### PROMPT
The lines from the first line of the entries through the line containing "20L11 40L1 41L25" are to be repeated exactly, with both of those lines included.
##### THE DATA #####
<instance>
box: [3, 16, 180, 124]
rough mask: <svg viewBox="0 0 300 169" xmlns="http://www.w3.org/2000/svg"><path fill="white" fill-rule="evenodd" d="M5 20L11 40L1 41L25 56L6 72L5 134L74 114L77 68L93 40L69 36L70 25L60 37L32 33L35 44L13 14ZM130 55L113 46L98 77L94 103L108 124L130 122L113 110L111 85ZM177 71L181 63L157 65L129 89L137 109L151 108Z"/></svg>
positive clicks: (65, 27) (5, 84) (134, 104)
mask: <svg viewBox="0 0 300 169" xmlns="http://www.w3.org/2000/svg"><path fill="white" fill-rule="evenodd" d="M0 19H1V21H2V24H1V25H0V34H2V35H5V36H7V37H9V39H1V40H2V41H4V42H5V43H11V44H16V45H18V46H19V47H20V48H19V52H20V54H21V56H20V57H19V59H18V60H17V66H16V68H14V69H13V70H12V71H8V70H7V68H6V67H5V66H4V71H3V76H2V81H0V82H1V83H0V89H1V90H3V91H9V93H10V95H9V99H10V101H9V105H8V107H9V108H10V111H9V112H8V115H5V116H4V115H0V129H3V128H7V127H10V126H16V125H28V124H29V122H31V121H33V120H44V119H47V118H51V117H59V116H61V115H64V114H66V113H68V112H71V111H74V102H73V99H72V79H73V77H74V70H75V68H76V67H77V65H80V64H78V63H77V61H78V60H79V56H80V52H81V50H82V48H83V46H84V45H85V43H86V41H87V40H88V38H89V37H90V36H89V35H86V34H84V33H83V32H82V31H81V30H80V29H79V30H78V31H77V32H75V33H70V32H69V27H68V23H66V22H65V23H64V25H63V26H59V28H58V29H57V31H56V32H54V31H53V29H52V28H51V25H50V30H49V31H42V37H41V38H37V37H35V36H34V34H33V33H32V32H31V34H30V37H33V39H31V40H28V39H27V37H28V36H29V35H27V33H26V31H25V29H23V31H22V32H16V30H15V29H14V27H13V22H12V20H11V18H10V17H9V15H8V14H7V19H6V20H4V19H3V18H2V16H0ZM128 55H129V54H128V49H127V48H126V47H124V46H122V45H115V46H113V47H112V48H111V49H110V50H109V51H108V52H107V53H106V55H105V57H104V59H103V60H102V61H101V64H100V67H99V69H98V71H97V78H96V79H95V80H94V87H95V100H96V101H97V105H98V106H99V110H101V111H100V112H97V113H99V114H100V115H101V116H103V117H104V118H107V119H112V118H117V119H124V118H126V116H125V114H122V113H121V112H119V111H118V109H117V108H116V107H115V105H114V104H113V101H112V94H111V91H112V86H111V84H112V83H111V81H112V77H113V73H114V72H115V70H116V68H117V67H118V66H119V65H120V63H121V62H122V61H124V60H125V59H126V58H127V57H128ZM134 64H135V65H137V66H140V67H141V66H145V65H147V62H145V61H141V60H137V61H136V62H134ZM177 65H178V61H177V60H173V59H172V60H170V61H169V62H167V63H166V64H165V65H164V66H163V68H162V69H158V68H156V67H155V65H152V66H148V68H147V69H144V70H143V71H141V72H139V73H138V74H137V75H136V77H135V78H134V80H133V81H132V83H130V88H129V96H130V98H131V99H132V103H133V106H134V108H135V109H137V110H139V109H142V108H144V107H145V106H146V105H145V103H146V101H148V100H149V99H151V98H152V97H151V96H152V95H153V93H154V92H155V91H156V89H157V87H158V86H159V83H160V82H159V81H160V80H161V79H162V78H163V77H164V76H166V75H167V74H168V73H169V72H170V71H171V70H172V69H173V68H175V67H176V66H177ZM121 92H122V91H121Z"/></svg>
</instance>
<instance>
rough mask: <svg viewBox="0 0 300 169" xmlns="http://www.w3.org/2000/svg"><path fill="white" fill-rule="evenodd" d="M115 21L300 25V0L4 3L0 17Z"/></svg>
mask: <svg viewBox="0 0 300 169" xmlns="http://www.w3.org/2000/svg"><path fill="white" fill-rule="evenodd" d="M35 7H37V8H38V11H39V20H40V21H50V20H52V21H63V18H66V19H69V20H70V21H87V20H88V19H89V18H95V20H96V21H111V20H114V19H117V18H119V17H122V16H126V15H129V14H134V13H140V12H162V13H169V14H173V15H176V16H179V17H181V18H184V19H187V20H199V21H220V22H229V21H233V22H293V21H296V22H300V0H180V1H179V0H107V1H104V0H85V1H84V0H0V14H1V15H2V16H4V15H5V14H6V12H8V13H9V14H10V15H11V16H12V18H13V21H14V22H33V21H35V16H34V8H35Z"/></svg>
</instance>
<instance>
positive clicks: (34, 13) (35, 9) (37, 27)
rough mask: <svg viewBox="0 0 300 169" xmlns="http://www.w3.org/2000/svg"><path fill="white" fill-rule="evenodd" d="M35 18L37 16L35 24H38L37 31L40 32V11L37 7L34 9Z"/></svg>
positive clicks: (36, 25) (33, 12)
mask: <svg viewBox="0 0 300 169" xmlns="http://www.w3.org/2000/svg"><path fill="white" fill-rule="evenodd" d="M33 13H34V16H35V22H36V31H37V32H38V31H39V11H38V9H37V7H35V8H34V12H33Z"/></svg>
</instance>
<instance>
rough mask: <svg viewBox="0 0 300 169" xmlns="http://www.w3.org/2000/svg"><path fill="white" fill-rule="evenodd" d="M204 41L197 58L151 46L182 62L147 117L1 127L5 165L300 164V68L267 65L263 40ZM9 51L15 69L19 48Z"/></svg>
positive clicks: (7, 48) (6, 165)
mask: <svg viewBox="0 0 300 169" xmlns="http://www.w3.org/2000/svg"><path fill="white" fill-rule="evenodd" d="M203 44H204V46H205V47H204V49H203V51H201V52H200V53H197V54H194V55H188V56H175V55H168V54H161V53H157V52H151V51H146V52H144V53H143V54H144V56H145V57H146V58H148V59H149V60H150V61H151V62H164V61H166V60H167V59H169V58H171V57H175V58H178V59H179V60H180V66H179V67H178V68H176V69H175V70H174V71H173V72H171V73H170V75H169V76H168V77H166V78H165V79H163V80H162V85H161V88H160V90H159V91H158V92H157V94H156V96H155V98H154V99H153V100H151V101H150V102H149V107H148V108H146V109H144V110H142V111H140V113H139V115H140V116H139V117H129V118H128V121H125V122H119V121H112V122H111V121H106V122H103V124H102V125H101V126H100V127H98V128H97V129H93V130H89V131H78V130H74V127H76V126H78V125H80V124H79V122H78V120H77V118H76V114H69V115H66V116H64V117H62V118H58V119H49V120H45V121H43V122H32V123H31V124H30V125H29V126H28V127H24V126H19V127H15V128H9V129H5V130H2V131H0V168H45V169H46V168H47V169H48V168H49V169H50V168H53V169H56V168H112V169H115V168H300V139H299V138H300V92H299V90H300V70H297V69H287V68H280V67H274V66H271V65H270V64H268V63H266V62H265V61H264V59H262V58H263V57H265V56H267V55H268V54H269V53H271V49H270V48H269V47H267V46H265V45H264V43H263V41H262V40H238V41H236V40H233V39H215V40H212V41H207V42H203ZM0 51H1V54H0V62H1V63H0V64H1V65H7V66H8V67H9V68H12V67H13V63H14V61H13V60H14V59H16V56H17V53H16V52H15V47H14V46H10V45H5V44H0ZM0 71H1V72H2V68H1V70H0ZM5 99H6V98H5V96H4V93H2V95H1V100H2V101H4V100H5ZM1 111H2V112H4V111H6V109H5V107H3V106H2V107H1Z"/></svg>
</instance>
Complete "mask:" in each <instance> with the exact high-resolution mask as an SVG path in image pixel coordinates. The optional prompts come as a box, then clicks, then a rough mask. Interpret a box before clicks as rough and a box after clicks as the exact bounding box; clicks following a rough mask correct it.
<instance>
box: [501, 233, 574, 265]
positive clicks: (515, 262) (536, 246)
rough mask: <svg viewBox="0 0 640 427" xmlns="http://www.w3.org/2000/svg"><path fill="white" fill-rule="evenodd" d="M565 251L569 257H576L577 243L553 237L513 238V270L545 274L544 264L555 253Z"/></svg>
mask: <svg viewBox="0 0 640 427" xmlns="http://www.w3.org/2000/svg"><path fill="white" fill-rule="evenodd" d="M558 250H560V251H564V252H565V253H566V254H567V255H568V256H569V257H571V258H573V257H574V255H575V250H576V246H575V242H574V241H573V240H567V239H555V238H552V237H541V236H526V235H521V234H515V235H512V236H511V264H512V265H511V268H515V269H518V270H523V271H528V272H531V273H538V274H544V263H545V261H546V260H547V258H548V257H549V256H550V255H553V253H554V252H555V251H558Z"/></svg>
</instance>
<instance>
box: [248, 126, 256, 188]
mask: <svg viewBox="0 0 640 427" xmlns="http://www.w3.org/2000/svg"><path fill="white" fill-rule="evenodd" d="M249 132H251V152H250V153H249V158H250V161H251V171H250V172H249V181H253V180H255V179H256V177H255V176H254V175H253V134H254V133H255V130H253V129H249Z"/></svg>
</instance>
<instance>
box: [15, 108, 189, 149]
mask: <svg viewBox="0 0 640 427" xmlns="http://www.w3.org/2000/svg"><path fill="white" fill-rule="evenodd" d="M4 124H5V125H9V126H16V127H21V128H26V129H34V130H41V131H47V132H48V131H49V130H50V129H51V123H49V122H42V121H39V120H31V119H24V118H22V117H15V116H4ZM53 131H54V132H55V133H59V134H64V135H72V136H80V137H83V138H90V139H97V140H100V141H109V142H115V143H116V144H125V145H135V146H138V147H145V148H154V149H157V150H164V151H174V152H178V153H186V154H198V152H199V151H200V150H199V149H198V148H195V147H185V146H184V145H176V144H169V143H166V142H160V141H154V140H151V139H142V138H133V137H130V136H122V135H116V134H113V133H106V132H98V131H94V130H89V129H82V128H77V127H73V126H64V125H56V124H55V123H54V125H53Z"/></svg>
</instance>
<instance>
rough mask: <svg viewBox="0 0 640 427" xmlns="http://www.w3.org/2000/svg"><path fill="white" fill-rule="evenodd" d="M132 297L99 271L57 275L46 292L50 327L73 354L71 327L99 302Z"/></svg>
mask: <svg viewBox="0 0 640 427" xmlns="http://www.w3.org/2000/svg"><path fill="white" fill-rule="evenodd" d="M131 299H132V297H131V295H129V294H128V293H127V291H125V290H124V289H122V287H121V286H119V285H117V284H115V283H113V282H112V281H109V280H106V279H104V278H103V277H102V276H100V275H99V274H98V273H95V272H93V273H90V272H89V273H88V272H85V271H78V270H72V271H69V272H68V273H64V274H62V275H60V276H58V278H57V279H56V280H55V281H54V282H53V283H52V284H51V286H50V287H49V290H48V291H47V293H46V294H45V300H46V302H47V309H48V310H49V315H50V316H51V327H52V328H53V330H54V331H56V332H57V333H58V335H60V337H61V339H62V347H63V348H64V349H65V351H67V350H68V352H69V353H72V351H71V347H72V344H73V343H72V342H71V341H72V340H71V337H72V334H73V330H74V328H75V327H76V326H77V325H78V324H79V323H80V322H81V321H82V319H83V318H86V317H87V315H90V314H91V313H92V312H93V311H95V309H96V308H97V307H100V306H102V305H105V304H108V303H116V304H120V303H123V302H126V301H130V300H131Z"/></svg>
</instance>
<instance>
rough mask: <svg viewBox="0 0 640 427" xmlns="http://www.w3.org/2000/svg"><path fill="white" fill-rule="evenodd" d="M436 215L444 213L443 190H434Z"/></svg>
#####
### RESULT
<instance>
box: [3, 16, 180, 124]
rough mask: <svg viewBox="0 0 300 169" xmlns="http://www.w3.org/2000/svg"><path fill="white" fill-rule="evenodd" d="M5 20L11 40L1 41L25 56L6 72L5 134L74 114L77 68L93 40L69 36L70 25L60 37L32 33L35 44L13 14ZM130 55L113 46L98 77L94 103L108 124L130 122L113 110L111 85ZM177 71L181 63L157 65L129 89L137 109L151 108Z"/></svg>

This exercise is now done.